What to do:
Each line of the records that holds "bare" should be shown in full.

Stored data:

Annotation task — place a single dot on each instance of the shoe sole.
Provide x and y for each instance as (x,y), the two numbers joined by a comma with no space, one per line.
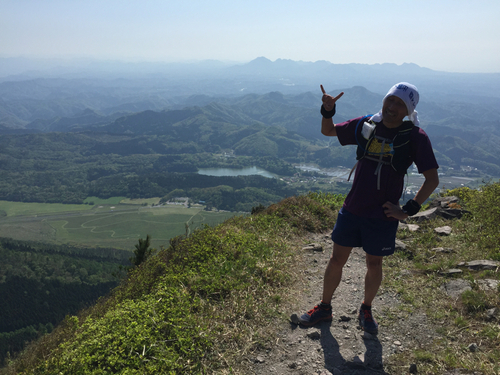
(367,331)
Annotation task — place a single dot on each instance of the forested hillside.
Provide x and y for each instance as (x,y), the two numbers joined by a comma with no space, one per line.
(232,285)
(42,283)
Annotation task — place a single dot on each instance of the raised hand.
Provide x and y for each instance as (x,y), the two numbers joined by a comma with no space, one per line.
(328,100)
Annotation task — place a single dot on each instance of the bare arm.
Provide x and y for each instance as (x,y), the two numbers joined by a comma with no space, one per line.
(327,125)
(430,184)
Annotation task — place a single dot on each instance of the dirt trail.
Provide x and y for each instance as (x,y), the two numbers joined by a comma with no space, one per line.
(340,347)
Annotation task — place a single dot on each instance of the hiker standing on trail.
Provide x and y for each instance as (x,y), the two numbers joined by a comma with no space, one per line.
(387,146)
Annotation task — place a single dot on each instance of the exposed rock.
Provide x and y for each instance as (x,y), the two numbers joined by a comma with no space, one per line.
(483,264)
(473,348)
(400,245)
(444,202)
(488,284)
(446,207)
(314,335)
(408,227)
(446,250)
(455,288)
(260,359)
(445,231)
(451,271)
(492,314)
(313,247)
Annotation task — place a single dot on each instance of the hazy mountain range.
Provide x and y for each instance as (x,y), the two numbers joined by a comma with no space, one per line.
(459,111)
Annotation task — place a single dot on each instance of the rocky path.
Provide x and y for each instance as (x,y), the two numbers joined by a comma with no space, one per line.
(340,347)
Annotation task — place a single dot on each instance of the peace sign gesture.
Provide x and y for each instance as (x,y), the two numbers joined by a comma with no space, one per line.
(328,100)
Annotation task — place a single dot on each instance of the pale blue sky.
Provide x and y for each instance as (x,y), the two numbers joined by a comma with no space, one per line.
(448,35)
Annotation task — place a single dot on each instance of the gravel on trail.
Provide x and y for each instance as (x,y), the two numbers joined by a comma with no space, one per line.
(340,346)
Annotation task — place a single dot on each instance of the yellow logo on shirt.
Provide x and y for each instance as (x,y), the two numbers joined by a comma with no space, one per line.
(375,148)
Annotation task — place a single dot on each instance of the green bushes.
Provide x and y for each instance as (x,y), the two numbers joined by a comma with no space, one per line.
(193,307)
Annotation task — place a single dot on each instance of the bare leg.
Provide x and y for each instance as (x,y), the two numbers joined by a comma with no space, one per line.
(333,272)
(373,277)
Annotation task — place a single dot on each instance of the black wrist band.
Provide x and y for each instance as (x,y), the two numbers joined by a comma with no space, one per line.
(328,114)
(411,207)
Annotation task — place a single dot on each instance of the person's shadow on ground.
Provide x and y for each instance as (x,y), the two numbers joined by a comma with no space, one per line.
(370,364)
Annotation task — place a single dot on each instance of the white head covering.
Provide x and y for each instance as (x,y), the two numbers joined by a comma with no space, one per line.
(408,93)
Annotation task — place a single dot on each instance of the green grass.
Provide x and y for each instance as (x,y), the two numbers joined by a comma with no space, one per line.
(108,201)
(31,209)
(461,321)
(195,307)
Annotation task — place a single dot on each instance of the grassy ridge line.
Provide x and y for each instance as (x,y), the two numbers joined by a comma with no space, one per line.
(196,306)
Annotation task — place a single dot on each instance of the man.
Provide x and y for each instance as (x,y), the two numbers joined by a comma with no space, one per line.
(369,218)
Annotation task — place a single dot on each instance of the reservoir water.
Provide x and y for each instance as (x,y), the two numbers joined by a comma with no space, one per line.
(248,171)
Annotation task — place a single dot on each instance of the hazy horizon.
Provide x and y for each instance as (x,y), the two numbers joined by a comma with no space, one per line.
(443,35)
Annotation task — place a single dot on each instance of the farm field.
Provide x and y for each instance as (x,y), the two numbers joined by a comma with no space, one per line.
(108,223)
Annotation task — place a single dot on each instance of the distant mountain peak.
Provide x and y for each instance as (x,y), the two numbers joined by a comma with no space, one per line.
(260,61)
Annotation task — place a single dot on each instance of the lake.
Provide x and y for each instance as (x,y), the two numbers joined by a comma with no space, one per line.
(248,171)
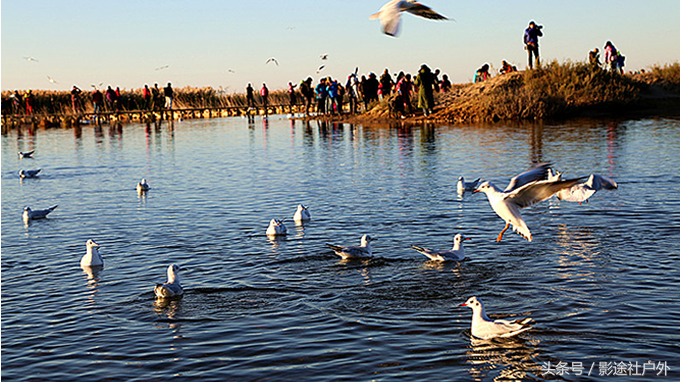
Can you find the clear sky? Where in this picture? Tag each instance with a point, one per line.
(122, 42)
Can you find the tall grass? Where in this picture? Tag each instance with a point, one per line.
(557, 89)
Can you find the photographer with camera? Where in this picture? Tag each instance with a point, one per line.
(531, 35)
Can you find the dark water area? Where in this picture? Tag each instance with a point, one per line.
(601, 279)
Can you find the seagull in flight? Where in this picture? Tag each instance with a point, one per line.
(485, 328)
(390, 14)
(524, 190)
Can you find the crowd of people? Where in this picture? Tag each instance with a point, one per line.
(330, 95)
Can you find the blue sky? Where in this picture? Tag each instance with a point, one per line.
(121, 43)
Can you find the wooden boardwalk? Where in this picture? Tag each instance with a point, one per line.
(47, 120)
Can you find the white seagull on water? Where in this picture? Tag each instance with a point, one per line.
(92, 258)
(524, 190)
(457, 253)
(390, 14)
(37, 214)
(354, 252)
(27, 154)
(143, 186)
(172, 287)
(302, 214)
(28, 173)
(277, 228)
(485, 328)
(581, 192)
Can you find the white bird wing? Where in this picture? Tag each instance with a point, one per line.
(576, 193)
(538, 172)
(390, 17)
(600, 182)
(422, 11)
(538, 191)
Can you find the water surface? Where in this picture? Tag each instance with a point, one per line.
(601, 279)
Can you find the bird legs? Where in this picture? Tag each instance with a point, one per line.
(500, 235)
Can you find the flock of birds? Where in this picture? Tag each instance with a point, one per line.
(92, 261)
(525, 189)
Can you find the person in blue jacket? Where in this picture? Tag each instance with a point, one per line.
(531, 35)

The completed task:
Annotation task — place a single dot on each instance of the bare arm.
Annotation task — place a single dot on each instance of the bare leg.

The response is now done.